Text

Natalie Birinyi

New York, NY




ARTIST STATEMENT
For several years, I have generated imagery for paintings and drawings using Google Maps, Earth, and Street View. These programs allow me to channel various moods, emotions, and psychological content, often unconsciously. To capture this imagery, I move through the programs like a cyborg; genderless, bodyless, instrumentalizing the drone’s eye, looking for glitches and screen grabbing them. Glitches are precious to me - they are the moments that surveillance fails, and I invest them with the power and potential to be anything. In this liminal space, we are not fixed by the computer eye. What were once errors in the program become new landscapes that exist in a new dimension.

Dataset content

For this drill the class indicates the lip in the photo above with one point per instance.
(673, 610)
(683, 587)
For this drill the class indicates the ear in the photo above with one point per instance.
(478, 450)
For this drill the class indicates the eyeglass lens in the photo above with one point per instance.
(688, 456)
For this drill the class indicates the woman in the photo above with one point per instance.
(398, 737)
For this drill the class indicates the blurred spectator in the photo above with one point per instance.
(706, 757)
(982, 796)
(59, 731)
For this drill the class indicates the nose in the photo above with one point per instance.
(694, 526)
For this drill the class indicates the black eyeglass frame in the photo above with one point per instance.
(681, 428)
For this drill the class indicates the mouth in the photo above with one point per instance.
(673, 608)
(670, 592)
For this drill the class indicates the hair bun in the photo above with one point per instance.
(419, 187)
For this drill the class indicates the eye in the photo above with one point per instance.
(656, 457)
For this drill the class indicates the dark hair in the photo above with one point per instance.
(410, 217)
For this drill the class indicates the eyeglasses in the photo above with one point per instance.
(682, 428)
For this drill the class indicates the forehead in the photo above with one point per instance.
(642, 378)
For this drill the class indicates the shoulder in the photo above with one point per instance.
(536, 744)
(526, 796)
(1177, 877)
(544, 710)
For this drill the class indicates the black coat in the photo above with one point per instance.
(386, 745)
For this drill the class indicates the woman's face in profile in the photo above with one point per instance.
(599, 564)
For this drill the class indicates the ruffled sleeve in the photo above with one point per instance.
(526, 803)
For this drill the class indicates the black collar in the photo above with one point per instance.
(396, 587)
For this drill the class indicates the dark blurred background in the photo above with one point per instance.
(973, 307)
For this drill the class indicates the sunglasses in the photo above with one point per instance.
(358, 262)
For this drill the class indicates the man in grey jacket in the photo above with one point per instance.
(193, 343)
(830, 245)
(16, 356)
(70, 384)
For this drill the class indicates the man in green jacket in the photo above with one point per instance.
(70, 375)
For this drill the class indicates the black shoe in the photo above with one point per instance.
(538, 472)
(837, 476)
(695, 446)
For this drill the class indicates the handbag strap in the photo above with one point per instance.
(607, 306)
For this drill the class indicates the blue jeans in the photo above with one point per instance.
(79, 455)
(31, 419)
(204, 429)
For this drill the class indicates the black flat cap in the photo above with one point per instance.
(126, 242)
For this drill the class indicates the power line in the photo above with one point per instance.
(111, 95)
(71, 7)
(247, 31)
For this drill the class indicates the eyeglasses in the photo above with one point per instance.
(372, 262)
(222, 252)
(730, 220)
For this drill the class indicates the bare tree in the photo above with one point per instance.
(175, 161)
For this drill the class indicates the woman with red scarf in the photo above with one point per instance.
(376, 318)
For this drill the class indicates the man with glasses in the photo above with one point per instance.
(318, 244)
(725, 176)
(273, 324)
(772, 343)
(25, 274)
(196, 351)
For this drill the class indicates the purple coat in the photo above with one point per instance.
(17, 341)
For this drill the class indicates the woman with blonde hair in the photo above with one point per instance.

Exercise instructions
- 1) In the artist statement, what programs does the artist use to generate imagery for paintings and drawings?
- 2) Please set down everything in the artist statement from "Natalie Birinyi" down to "a new dimension.", keeping every word and mark unchanged.
- 3) Carry the artist statement forward with the next part, beginning after its final sentence.

Solved problems
- 1) Google Maps, Earth, and Street View.

- 2)
Natalie Birinyi

New York, NY




ARTIST STATEMENT
For several years, I have generated imagery for paintings and drawings using Google Maps, Earth, and Street View. These programs allow me to channel various moods, emotions, and psychological content, often unconsciously. To capture this imagery, I move through the programs like a cyborg; genderless, bodyless, instrumentalizing the drone’s eye, looking for glitches and screen grabbing them. Glitches are precious to me - they are the moments that surveillance fails, and I invest them with the power and potential to be anything. In this liminal space, we are not fixed by the computer eye. What were once errors in the program become new landscapes that exist in a new dimension.

- 3)
I render these images in paint or pencil, trying to translate computer language into human hand faithfully, but allowing for inevitable slips. In my application of paint or pencil, soft, smooth strokes abut hard, taped lines, evoking both the freedom, expansiveness, and boundaries of digital space. I want the viewer to lose themselves in open spaces, then crash into a wall. I want them to be able to float through the city and feel comforted to see its strangeness laid bare. Through this process of working en plein air in the digital landscape, I invest these found images with physicality, forcing them to exist in the real world.


BIO
Natalie Birinyi is a Brooklyn based artist. Birinyi received a BA from Columbia University and an MFA from Hunter College. She has been exhibited nationally and internationally including at the Museum of Contemporary Art Vojvodina, Serbia, the CAFA Museum, Beijing, China, and an upcoming show at the Southeastern Center for Contemporary Art, North Carolina. In 2015, she was commissioned by the Brooklyn Rail to create a permanent installation in 66 Rockwell Place, Brooklyn. She has received residencies at The Spruce (Indiana, PA), Residencia Corazón (Buenos Aires, Argentina), Hotel Pupik (Scheifling, Austria), and is currently one of the inaugural cohort at Silver Art Projects in downtown Manhattan.